■ **WORK INSTRUCTION**
According to the text on burnout, how much extra time does research show employees are adding to their working day?

■ **TEXT UNDER STUDY**
^^^^

While it might be nerve-racking, sit down with your employer or ask for a zoom meeting, outline what’s been happening with your workload, and see they can switch up your responsibilities. For some, it might be as simple as knocking off a few things on your to-do list where for others it might be a complete change in role. Before going into this meeting, be crystal clear on what you want. Identify your strengths in both your professional and personal life, what is pushing you to your limit, and what needs to change.

 

4. Set boundaries

 

Another key cause of burnout is a lack of work-life boundaries. And when it comes to working from home/if you work remotely, this is especially true, as you’re more likely to be working longer hours during the pandemic. Research shows that employees are adding up to 2.5 hours extra to their working day.

 

To help ease the effects of burnout and help you recover, set strict times for you to clock in and out of work. If someone messages you a few minutes before your shift ends, asking for a quick meeting, tell them you’re nearly done for the day and that you’ll speak to them tomorrow. Similarly, when work ends, turn off work communications; this includes emails, texts, and other online messaging systems such as slack.

^^^^

■ **DATASET ENTRIES**
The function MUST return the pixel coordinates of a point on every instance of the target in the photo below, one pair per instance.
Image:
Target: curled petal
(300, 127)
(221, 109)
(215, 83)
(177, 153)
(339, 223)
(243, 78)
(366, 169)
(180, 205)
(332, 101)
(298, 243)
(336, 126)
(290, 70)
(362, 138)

^^^^

■ **OUTPUT OF THE TASK**
Up to 2.5 hours.